Data records:
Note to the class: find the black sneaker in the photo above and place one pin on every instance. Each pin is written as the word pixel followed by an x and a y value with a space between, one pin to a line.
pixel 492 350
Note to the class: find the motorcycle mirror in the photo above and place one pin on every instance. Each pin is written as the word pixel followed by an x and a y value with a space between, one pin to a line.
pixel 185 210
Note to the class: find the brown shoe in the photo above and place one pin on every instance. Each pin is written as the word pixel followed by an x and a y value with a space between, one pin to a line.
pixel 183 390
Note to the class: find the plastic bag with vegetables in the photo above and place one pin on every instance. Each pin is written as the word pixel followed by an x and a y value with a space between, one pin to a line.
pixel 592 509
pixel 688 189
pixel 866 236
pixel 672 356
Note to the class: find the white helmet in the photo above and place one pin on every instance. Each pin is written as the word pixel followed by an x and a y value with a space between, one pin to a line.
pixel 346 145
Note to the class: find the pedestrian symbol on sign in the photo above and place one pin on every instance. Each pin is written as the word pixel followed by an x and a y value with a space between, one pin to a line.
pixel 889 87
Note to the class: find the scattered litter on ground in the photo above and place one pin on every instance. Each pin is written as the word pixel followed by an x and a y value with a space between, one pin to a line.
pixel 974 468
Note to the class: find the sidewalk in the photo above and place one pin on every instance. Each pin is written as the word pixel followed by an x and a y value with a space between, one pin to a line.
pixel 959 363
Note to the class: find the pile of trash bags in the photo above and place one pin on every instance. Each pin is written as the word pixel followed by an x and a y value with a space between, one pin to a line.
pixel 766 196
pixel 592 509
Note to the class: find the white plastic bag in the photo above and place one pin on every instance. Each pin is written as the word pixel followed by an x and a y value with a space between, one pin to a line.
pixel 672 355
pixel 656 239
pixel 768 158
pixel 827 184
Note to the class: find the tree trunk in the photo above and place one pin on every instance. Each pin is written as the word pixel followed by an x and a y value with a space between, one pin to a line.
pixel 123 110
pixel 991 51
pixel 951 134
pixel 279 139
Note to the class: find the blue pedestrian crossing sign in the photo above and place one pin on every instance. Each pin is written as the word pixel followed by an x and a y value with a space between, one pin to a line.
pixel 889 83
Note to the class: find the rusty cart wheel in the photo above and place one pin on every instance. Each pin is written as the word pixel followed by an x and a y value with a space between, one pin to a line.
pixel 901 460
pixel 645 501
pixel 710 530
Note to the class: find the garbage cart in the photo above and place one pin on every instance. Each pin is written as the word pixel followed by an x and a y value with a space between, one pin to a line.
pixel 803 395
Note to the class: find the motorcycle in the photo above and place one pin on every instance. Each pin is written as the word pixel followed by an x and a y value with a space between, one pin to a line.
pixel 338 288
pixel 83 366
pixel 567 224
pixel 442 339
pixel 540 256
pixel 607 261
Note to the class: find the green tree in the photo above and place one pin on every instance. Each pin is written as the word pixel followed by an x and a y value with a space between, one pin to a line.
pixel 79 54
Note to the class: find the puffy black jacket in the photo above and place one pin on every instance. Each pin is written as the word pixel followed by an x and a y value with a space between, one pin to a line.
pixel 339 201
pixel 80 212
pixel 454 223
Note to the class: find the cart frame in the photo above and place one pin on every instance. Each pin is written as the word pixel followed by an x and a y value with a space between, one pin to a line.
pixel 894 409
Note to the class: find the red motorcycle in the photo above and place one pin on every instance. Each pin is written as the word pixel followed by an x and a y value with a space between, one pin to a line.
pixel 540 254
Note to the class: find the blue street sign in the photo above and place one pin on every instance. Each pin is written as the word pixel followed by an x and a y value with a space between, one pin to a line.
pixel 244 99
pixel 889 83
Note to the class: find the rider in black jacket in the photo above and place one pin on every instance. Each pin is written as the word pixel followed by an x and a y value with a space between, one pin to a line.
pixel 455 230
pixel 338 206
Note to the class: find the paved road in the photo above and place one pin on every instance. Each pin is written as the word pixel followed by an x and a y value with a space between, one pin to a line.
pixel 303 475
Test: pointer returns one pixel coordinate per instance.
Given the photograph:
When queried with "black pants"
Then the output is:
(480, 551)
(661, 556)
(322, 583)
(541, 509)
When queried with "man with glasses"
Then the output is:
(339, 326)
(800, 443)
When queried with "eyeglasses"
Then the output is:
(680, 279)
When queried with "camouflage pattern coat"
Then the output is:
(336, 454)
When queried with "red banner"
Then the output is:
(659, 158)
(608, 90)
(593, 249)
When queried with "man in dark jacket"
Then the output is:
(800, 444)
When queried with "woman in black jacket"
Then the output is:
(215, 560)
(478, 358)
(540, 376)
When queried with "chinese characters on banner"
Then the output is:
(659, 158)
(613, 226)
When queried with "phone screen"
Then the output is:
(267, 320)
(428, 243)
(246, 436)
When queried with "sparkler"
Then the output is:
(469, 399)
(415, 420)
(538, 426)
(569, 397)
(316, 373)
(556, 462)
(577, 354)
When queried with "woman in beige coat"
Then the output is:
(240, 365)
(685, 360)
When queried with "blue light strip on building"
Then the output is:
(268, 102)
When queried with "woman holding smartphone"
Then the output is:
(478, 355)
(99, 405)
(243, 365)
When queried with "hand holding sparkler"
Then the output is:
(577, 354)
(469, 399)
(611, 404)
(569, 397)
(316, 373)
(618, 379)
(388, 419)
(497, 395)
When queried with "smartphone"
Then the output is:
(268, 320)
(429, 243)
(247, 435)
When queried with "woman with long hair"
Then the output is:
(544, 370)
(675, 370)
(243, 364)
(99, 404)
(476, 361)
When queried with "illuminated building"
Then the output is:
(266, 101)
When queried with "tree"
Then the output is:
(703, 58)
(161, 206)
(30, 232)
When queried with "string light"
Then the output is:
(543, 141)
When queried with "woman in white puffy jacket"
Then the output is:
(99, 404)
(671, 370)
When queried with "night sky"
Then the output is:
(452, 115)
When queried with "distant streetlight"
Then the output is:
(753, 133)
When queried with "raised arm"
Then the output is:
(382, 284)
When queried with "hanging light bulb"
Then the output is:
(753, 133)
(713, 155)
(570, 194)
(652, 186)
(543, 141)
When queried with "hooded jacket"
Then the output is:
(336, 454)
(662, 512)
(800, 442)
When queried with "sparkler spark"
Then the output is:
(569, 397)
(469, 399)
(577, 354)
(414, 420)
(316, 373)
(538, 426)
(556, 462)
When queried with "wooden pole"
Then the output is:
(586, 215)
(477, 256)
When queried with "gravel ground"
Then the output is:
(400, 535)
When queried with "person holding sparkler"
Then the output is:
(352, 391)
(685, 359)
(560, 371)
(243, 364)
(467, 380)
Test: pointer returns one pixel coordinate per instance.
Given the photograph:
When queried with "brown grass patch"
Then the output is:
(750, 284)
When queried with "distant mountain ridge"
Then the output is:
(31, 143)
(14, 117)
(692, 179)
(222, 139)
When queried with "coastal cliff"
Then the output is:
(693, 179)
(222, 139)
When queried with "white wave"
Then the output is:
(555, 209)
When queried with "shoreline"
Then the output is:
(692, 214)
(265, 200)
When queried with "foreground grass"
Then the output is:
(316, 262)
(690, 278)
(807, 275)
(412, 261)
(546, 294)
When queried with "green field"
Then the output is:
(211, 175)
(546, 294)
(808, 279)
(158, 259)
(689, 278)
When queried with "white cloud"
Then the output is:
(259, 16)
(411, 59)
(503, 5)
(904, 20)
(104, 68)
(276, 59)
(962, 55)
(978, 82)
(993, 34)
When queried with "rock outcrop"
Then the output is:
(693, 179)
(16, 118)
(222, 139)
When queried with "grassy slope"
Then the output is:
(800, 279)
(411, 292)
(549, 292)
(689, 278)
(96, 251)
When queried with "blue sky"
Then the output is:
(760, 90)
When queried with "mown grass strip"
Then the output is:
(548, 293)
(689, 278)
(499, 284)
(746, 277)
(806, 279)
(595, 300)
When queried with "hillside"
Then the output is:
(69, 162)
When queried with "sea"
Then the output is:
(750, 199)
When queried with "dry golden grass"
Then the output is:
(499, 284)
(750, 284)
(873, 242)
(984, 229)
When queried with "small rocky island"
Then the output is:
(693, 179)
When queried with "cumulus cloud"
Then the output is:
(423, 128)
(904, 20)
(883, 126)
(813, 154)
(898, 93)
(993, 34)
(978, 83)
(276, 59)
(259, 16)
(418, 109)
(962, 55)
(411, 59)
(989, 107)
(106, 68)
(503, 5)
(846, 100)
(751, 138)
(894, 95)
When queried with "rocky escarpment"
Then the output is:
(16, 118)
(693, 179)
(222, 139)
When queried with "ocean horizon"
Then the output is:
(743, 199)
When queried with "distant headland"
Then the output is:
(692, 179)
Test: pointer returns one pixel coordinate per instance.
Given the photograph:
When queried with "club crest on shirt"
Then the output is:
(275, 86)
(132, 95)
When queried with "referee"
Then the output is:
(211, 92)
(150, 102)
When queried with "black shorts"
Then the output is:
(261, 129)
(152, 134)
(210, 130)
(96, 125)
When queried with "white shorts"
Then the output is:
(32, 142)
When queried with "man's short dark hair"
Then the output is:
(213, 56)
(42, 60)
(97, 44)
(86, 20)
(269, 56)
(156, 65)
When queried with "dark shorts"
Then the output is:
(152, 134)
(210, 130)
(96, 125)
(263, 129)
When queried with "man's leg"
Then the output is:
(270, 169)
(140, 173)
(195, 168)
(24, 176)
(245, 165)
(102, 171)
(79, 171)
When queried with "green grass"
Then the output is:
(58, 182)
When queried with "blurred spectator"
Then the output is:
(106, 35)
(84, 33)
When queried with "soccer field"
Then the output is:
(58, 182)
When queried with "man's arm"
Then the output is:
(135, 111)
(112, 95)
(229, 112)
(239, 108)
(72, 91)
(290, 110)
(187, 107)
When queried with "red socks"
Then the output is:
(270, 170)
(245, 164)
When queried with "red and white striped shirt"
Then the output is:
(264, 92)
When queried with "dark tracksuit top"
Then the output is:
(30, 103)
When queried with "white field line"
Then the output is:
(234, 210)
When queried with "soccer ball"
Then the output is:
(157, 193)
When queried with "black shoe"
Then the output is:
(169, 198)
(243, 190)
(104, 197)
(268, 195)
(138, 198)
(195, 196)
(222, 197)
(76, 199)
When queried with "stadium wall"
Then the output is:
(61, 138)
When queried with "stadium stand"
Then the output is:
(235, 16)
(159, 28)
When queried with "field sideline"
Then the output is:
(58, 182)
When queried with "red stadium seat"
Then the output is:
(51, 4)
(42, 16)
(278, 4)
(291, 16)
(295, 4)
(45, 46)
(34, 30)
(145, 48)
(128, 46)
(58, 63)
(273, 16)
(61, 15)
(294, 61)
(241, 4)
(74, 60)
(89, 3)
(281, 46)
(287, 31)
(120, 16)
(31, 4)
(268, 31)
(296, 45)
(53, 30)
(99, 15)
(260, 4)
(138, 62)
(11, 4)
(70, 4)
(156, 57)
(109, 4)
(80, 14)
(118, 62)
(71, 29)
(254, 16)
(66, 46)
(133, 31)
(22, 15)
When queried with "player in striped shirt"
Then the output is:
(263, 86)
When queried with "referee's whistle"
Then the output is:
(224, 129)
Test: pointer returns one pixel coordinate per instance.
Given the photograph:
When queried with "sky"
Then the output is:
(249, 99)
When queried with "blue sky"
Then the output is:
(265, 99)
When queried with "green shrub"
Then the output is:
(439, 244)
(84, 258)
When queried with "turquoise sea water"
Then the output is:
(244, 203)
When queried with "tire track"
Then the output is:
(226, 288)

**PROBLEM DETAILS**
Turn the stretch of data from the start through the line containing "pixel 889 87" into a numbered list, with blank lines left out.

**WRITTEN RESPONSE**
1. Note to the class: find the black sneaker in the photo above and place one pin on every instance. Each pin is written as the word pixel followed by an x and a y value with a space between, one pin to a line.
2. pixel 492 350
3. Note to the class: find the motorcycle mirror in the photo above and place one pin on every instance. Each pin is written as the word pixel followed by an x and a y value with a space between, one pin to a line.
4. pixel 185 210
5. Note to the class: find the brown shoe in the photo above and place one pin on every instance. Each pin is written as the word pixel followed by an x and a y value with a space between, one pin to a line.
6. pixel 183 390
7. Note to the class: find the plastic bag with vegetables in the photo above and place one pin on every instance. Each pin is written as the word pixel followed by an x and a y value with a space between, one pin to a line.
8. pixel 592 509
9. pixel 688 189
10. pixel 866 236
11. pixel 672 356
12. Note to the class: find the white helmet in the photo above and place one pin on every instance. Each pin is written as the word pixel followed by an x and a y value with a space between, one pin to a line.
13. pixel 346 145
14. Note to the class: find the pedestrian symbol on sign in the photo above and place one pin on every instance. Each pin is written as the word pixel followed by an x and a y value with a space between, one pin to a line.
15. pixel 889 87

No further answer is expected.